## begin STORED DATA

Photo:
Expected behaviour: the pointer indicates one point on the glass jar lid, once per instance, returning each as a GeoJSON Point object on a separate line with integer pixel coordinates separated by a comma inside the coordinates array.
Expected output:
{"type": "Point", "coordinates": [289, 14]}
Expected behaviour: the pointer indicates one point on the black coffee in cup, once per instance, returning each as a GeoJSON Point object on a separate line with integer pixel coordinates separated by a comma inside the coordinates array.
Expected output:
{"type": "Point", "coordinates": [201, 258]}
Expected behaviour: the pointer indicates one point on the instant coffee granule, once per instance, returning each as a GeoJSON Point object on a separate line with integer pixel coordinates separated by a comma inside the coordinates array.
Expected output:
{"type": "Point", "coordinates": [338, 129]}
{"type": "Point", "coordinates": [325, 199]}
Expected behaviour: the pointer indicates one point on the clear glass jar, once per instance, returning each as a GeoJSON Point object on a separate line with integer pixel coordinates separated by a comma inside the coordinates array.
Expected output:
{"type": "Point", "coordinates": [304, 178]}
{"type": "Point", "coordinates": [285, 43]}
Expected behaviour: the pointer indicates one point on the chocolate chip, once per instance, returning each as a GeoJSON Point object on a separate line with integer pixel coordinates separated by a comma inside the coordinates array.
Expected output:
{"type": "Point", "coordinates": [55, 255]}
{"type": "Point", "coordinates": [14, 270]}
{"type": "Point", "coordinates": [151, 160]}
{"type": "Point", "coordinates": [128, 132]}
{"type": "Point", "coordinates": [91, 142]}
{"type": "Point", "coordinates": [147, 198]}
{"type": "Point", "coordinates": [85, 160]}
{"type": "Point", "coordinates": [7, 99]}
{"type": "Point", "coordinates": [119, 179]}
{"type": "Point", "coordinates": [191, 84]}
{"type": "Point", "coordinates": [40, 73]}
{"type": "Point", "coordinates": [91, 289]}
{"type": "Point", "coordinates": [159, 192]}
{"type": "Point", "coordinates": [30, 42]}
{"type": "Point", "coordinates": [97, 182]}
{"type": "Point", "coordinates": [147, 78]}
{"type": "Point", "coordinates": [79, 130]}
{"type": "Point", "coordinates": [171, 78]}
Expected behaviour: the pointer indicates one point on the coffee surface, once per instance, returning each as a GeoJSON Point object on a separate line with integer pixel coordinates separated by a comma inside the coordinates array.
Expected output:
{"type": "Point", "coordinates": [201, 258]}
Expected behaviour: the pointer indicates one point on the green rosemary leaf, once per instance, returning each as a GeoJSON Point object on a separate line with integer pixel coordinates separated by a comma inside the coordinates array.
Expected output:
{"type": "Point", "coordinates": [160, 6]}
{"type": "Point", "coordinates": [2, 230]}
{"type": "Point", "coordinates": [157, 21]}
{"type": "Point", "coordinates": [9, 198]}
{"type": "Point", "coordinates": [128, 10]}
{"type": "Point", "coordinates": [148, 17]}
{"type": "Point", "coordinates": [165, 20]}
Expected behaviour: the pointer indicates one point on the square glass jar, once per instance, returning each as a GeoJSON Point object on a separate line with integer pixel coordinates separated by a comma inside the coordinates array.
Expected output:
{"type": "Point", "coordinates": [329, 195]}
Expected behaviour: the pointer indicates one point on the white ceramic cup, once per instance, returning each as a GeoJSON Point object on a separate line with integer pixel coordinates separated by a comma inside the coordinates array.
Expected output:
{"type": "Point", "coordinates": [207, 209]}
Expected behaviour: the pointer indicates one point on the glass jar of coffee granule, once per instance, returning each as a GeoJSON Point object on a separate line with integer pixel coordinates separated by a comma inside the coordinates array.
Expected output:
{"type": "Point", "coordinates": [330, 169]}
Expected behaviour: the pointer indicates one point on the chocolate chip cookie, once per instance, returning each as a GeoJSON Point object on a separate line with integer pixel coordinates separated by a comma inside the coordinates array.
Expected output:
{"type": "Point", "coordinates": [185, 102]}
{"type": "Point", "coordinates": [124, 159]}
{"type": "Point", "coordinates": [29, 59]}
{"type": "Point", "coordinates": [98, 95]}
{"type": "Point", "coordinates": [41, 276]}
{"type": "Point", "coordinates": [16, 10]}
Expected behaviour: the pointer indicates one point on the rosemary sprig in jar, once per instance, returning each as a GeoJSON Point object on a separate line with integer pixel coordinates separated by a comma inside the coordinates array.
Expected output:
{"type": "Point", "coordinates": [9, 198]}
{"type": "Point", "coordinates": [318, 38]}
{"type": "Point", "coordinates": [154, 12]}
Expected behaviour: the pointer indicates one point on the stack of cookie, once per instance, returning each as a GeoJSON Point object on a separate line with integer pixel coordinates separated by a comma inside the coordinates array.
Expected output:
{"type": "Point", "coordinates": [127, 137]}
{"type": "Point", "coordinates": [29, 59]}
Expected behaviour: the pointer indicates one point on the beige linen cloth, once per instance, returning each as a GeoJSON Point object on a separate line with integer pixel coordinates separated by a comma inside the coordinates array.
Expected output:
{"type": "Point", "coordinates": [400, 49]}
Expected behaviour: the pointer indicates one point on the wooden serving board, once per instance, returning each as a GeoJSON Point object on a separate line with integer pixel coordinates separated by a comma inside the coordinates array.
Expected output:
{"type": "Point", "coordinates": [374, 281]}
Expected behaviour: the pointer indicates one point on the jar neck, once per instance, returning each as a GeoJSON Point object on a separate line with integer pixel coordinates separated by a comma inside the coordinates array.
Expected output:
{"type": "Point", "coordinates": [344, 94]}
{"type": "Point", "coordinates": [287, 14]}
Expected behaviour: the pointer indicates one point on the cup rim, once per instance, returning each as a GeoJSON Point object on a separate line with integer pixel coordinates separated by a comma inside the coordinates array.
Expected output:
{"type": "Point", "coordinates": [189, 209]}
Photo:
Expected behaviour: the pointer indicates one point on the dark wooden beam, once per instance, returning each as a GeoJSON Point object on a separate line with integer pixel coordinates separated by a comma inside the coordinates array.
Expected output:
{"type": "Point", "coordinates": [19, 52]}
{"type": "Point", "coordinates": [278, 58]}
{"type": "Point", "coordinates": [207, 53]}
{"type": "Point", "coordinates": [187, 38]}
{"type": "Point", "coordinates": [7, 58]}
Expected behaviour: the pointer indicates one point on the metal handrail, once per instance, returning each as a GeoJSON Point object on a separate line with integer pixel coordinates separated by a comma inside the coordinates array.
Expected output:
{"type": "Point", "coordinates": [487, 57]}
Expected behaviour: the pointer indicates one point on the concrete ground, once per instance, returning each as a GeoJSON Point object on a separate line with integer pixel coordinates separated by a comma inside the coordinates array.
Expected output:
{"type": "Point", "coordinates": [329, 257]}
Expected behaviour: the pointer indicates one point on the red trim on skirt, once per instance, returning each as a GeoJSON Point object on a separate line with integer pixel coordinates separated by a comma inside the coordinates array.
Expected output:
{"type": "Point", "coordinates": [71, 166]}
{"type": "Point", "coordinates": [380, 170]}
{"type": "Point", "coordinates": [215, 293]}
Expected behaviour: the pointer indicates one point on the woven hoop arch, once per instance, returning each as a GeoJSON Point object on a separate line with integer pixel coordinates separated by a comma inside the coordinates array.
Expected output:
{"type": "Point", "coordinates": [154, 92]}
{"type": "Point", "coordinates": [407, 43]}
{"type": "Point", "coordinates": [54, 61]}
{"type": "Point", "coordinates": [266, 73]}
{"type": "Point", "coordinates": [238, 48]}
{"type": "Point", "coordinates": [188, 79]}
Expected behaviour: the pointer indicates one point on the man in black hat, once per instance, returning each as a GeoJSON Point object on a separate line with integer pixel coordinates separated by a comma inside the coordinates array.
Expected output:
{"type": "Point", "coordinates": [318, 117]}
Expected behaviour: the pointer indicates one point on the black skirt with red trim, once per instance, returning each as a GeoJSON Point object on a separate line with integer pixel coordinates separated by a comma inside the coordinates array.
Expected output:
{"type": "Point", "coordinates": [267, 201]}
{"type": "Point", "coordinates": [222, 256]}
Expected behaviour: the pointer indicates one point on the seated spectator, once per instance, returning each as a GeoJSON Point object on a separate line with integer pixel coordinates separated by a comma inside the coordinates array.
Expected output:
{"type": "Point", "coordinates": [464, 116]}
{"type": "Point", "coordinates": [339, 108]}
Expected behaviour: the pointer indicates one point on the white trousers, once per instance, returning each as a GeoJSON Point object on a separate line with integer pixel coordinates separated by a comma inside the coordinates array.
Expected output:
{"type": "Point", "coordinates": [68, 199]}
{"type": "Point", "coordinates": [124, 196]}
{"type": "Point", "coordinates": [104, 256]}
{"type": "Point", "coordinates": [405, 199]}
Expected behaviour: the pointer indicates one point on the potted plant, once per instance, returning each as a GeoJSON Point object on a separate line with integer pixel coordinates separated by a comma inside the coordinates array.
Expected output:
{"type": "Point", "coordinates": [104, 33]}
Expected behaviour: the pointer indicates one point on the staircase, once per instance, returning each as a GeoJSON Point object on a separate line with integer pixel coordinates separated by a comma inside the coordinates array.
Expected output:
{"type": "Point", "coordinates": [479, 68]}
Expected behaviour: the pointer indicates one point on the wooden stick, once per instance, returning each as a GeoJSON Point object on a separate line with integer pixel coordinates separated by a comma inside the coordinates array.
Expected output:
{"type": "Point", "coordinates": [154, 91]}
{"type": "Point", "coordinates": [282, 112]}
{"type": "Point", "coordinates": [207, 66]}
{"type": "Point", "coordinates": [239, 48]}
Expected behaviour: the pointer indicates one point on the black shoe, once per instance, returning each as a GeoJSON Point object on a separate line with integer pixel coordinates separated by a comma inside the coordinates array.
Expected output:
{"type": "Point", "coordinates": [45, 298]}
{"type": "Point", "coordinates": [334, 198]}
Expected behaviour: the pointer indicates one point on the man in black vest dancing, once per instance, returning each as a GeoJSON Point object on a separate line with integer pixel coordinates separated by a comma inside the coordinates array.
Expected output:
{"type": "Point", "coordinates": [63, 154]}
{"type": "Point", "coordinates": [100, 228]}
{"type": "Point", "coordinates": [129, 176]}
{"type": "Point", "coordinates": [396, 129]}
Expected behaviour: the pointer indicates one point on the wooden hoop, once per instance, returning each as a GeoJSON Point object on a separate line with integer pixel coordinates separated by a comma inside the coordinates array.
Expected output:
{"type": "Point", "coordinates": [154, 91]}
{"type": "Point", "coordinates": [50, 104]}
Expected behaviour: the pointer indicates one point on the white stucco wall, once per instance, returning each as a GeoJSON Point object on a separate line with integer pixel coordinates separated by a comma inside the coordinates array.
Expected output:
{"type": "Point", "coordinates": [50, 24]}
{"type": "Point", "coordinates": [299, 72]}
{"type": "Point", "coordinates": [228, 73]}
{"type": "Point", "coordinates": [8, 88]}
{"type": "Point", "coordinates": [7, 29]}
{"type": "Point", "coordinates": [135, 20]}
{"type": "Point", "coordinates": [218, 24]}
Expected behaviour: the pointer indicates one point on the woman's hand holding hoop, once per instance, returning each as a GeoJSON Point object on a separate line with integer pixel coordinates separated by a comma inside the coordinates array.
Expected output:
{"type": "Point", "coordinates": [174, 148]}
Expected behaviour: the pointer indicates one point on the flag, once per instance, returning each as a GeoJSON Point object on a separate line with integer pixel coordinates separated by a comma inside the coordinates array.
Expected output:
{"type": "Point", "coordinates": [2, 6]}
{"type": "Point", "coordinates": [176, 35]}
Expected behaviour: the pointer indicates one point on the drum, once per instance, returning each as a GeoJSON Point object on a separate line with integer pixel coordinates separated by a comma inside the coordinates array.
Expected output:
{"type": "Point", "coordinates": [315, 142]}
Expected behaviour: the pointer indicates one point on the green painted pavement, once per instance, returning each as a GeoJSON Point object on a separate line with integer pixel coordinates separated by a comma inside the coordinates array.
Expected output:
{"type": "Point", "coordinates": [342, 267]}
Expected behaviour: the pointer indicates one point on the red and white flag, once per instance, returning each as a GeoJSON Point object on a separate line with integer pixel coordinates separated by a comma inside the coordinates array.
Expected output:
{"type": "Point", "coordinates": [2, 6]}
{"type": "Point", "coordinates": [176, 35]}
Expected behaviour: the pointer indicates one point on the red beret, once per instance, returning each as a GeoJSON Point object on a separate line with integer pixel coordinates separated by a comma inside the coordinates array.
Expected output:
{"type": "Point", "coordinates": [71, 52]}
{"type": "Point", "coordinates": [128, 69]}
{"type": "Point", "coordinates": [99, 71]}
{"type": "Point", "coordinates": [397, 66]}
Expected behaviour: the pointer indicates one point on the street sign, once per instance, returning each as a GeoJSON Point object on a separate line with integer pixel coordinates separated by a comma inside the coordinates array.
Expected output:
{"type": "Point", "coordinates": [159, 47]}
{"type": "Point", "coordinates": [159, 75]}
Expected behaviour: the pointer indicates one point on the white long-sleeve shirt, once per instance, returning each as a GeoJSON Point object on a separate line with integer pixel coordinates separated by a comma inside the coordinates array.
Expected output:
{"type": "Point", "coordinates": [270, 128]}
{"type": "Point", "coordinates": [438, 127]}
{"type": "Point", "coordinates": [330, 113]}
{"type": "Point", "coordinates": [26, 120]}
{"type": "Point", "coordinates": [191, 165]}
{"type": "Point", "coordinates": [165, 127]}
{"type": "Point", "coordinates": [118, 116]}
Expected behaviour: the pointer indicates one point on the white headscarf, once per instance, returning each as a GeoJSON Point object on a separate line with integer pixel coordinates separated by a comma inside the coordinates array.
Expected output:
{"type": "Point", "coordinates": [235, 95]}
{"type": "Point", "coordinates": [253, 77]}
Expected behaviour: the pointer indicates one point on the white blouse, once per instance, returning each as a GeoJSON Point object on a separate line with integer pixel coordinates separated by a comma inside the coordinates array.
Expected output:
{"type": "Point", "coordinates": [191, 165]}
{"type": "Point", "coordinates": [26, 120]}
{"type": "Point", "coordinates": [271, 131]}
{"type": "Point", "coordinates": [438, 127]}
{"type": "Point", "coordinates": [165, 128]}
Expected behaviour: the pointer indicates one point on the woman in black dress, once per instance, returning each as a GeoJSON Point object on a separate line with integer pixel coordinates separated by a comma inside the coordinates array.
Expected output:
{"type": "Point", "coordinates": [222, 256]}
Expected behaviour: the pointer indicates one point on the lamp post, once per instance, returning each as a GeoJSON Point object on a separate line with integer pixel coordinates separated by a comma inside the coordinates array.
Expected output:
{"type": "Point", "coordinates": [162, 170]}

## end STORED DATA

→ **STATED GOAL**
Beginning at the line that holds "white headscarf, once", reproduce each line of the records above down to and including the last one.

→ **SOLVED EXERCISE**
Expected behaviour: the pointer indicates one point on the white headscarf, once per instance, returning each as a GeoJSON Point object on a separate line with integer pixel coordinates separated by a comma inside the coordinates array.
Expected output:
{"type": "Point", "coordinates": [235, 95]}
{"type": "Point", "coordinates": [253, 77]}
Expected behaviour: the pointer indicates one point on the white blouse, once per instance, returning each as a GeoJSON Point object on a separate line with integer pixel coordinates separated by a comma inside the coordinates array.
Expected output:
{"type": "Point", "coordinates": [191, 165]}
{"type": "Point", "coordinates": [26, 120]}
{"type": "Point", "coordinates": [271, 131]}
{"type": "Point", "coordinates": [438, 127]}
{"type": "Point", "coordinates": [165, 128]}
Expected behaviour: the pointer indicates one point on the woman in black dress, once per instance, returning each as a GeoJSON Point object on a separate line with integer pixel coordinates separated by a comma inside the coordinates array.
Expected output:
{"type": "Point", "coordinates": [222, 256]}
Expected behaviour: the pointer indicates one point on the lamp post, once per instance, returning each as a GeoJSON Point object on a separate line with integer pixel coordinates separated by a comma inside the coordinates array.
Expected output:
{"type": "Point", "coordinates": [162, 170]}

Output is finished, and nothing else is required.